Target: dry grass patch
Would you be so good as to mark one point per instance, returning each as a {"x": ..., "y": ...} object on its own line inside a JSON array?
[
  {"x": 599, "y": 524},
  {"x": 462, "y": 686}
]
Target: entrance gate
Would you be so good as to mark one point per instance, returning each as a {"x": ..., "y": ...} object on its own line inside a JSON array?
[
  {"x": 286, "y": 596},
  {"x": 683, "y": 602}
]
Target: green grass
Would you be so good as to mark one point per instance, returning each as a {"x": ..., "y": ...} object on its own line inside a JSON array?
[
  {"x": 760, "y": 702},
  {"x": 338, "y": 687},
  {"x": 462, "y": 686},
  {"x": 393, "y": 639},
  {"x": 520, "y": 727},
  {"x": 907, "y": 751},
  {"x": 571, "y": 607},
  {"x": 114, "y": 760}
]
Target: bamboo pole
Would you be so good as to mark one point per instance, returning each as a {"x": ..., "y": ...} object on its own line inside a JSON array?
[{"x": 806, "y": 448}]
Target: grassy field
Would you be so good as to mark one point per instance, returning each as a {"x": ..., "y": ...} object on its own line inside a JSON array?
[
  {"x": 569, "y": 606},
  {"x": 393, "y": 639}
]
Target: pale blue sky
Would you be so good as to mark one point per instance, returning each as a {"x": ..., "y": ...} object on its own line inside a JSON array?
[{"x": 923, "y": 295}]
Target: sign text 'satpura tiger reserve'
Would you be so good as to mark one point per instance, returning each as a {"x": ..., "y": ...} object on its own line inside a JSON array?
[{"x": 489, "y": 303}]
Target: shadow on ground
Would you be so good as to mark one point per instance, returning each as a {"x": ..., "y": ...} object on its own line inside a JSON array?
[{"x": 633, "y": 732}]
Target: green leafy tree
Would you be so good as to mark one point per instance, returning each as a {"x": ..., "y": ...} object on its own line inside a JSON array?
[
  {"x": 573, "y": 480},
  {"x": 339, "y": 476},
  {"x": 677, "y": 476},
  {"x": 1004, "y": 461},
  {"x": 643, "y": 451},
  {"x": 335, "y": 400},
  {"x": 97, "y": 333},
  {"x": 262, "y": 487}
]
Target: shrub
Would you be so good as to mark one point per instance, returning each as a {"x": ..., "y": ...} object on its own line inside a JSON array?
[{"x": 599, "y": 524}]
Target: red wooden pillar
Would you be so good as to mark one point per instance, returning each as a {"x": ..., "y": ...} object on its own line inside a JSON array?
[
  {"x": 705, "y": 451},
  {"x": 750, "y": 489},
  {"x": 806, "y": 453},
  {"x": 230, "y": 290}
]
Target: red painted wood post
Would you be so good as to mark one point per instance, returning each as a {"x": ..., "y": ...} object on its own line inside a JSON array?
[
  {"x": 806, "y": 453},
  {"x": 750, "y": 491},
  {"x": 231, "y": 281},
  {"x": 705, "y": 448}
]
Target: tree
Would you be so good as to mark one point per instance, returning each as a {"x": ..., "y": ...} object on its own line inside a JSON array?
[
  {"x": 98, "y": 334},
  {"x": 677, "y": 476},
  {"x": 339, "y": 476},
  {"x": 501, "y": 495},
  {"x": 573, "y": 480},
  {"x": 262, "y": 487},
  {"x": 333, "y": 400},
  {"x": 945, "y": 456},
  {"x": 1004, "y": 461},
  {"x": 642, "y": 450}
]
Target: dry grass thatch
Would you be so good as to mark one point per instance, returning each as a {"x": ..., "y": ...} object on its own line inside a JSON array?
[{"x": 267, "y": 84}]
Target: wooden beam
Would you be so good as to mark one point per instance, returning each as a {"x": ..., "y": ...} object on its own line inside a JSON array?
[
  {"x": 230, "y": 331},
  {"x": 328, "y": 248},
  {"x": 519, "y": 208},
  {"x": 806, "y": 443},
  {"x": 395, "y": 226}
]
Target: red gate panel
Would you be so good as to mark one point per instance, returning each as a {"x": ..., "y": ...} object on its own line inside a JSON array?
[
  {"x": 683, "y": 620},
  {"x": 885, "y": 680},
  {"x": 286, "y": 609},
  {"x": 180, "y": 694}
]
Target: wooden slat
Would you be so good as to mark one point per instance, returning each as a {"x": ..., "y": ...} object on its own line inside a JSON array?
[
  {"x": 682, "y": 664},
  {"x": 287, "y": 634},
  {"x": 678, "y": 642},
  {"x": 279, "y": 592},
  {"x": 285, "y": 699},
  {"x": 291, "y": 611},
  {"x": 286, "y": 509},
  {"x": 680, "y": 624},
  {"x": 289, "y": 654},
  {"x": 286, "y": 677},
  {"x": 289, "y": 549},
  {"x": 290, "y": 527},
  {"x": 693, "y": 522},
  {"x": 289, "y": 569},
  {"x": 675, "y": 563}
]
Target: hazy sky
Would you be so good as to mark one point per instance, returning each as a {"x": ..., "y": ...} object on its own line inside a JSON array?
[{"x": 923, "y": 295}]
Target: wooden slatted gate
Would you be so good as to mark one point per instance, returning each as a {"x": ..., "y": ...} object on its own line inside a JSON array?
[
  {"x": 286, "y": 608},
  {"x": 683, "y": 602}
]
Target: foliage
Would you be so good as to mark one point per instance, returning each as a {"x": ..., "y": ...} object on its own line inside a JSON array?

▶ **Problem description**:
Reproduce the part of the records above that opens with the line containing "Target: wooden slatted gate" and runs to the end of the records, keeping the requests. Scale every coordinate in the answers by 2.4, rounding to whole numbers with halves rounded up.

▶ **Answer to the exercise**:
Target: wooden slatted gate
Would you be so good as to mark one point per instance, returning each as a {"x": ..., "y": ...} object on its own line inside a JSON array?
[
  {"x": 686, "y": 1459},
  {"x": 1639, "y": 1445}
]
Target: foliage
Would you be so good as to mark one point per instance, returning each as a {"x": ..., "y": ...} object on its own line inside a JSON array?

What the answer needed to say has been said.